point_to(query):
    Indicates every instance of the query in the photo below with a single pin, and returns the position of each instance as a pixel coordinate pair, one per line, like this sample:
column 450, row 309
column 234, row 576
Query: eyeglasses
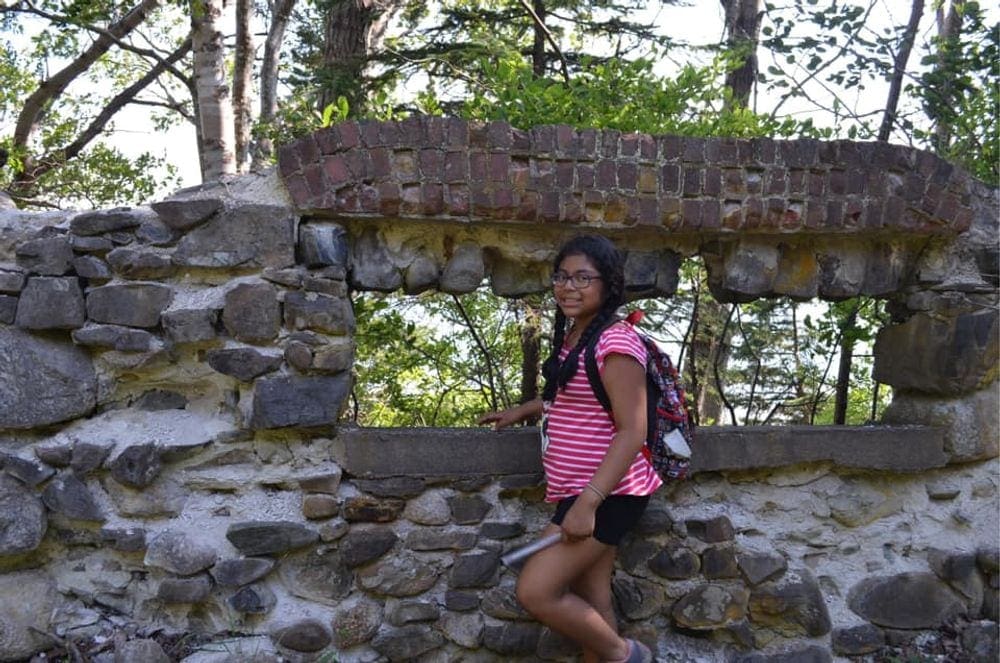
column 580, row 280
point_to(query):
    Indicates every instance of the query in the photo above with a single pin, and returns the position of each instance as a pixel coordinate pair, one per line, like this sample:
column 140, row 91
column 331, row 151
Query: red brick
column 350, row 135
column 753, row 216
column 456, row 167
column 457, row 199
column 433, row 199
column 565, row 171
column 548, row 206
column 690, row 214
column 431, row 164
column 713, row 181
column 692, row 181
column 606, row 174
column 628, row 175
column 527, row 209
column 711, row 214
column 499, row 166
column 649, row 212
column 381, row 163
column 542, row 173
column 477, row 167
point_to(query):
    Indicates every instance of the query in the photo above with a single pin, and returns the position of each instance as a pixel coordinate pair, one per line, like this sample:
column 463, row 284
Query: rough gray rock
column 242, row 363
column 46, row 381
column 47, row 256
column 132, row 304
column 29, row 601
column 323, row 245
column 70, row 497
column 305, row 635
column 115, row 337
column 363, row 545
column 269, row 537
column 253, row 599
column 104, row 221
column 905, row 601
column 186, row 214
column 22, row 518
column 50, row 302
column 250, row 236
column 180, row 553
column 299, row 401
column 190, row 325
column 251, row 313
column 239, row 572
column 322, row 313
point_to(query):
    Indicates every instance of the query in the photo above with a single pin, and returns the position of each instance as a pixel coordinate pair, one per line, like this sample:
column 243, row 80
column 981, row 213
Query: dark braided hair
column 611, row 266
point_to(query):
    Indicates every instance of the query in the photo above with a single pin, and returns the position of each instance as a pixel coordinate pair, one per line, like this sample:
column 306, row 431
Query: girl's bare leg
column 594, row 587
column 543, row 590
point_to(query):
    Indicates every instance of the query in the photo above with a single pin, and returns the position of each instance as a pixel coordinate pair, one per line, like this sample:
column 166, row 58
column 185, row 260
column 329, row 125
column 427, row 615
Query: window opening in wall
column 441, row 360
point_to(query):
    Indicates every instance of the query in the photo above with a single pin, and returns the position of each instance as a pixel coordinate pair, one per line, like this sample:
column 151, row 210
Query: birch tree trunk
column 743, row 33
column 353, row 31
column 242, row 83
column 215, row 105
column 281, row 12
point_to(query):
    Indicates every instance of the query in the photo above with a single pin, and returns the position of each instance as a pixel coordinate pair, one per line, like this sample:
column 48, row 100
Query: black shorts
column 614, row 517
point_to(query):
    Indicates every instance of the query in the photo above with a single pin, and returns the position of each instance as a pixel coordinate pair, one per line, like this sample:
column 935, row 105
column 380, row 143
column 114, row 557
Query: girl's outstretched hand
column 512, row 415
column 500, row 419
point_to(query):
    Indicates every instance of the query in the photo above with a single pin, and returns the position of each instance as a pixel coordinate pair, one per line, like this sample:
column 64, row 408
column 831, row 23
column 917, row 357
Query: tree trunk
column 280, row 14
column 35, row 105
column 531, row 351
column 353, row 30
column 899, row 70
column 215, row 109
column 743, row 34
column 949, row 24
column 842, row 391
column 242, row 82
column 538, row 47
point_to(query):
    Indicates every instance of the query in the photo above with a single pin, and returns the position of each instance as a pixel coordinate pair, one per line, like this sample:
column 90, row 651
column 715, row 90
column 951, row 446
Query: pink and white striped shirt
column 578, row 431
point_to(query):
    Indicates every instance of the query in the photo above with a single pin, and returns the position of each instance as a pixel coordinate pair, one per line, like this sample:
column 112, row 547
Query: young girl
column 594, row 470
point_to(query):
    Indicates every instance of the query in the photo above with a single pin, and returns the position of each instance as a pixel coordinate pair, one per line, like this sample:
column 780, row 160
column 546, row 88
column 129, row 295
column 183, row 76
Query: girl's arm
column 513, row 415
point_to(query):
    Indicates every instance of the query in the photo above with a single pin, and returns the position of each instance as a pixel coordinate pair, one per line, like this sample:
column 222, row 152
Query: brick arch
column 802, row 218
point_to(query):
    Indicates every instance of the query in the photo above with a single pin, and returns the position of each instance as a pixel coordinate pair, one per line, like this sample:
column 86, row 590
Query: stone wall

→ **PROBLEM TO WORK ON**
Transcribe the material as is, with images omitted.

→ **SOLVED EXERCISE**
point_to(query):
    Indicates every instance of the query in the photo below with a single pin, and returns the position of each instance as a pixel coordinate pair, one per line, like this sample:
column 450, row 309
column 234, row 576
Query: eyeglasses
column 580, row 280
point_to(query):
    Indicates every instance of the query in the photo above with a single pin, and returns the position of each instance as a pixel coordinate pair, one per line, like this sample:
column 140, row 91
column 331, row 151
Query: red brick
column 350, row 135
column 753, row 216
column 456, row 167
column 457, row 199
column 433, row 199
column 565, row 171
column 548, row 206
column 690, row 214
column 431, row 164
column 713, row 181
column 692, row 181
column 606, row 174
column 628, row 175
column 527, row 209
column 711, row 214
column 499, row 166
column 649, row 212
column 381, row 163
column 542, row 173
column 477, row 167
point_to(query):
    Indicates every instance of the query in the photo above with a single pin, and returns the position of each instance as a pixel coordinate pair, one per line, like this sample:
column 463, row 284
Query: rough gray rock
column 242, row 363
column 46, row 381
column 47, row 256
column 132, row 304
column 29, row 601
column 323, row 245
column 70, row 497
column 305, row 635
column 115, row 337
column 363, row 545
column 269, row 537
column 253, row 599
column 104, row 221
column 905, row 601
column 186, row 214
column 22, row 518
column 50, row 302
column 250, row 236
column 180, row 553
column 299, row 401
column 190, row 325
column 251, row 313
column 239, row 572
column 322, row 313
point_to(query):
    Indicates every instance of the query in the photo above with a single pin, and returns the position of each instance as a pixel coordinate pair, one per line, like this sample:
column 243, row 80
column 981, row 213
Query: dark braided hair
column 611, row 266
point_to(query):
    Indicates every instance of the query in the photo above with a single pin, and returns the position of each instance as a pixel coordinate pair, one per line, like this sample:
column 306, row 431
Query: girl's bare leg
column 594, row 587
column 543, row 590
point_to(query):
    Indicates every instance of the query in the photo above with a single pin, and returns the position of each instance as a pixel coordinate pair, one per line, like this sample:
column 166, row 58
column 185, row 260
column 329, row 125
column 427, row 615
Query: window opening in wall
column 441, row 360
point_to(query):
    Indicates every instance of the query in the photo above with a single pin, and returns the position of each instance as a pixel coordinate pair, one per line, like this sample:
column 151, row 210
Query: birch tree trunk
column 743, row 33
column 353, row 31
column 242, row 83
column 215, row 105
column 281, row 12
point_to(query):
    Indicates every instance of the query in the photo above with a single pin, and returns the position of each instance as a pixel coordinate pair, one per line, like this sample:
column 48, row 100
Query: black shorts
column 614, row 517
point_to(query):
    Indicates every instance of the query in the photo above with a single pin, and returns the position of each instance as a pixel coordinate pair, one per line, like this sample:
column 935, row 105
column 380, row 143
column 114, row 557
Query: girl's outstretched hand
column 512, row 415
column 500, row 419
point_to(query):
    Indicates every instance of the query in the photo above with a single pin, and returns the position of each instance as a pixel coordinate pair, one per line, like this sample:
column 64, row 408
column 831, row 23
column 917, row 357
Query: tree trunk
column 280, row 14
column 35, row 105
column 531, row 351
column 353, row 30
column 899, row 70
column 215, row 109
column 743, row 34
column 949, row 24
column 842, row 391
column 242, row 82
column 538, row 47
point_to(query):
    Indicates every instance of the query in the photo above with a single pin, and returns the position of each instance as a pixel coordinate pair, one per line, like this sample:
column 90, row 651
column 715, row 90
column 951, row 446
Query: pink and white striped shirt
column 578, row 431
point_to(query):
    Indicates every instance of the query in the photo above with a single pin, and returns the position of each instance as a pixel coordinate pair, one per line, like this sample:
column 112, row 547
Query: young girl
column 594, row 470
point_to(query):
    Indicates every instance of the query in the photo above with a single pin, and returns the position of each instance as a pixel coordinate pair, one per line, like this sample:
column 780, row 160
column 546, row 88
column 129, row 295
column 183, row 76
Query: girl's arm
column 513, row 415
point_to(query):
    Indicates every instance of the query in the photo above with a single pin, and returns the position of each instance as a pixel coordinate pair, one per line, like this sample:
column 222, row 152
Query: brick arch
column 802, row 218
point_to(query):
    Indicates every instance of the query in the photo above with a single pin, and returns the position of each instance as a pixel coordinate pair, one per line, like this sample:
column 86, row 590
Query: stone wall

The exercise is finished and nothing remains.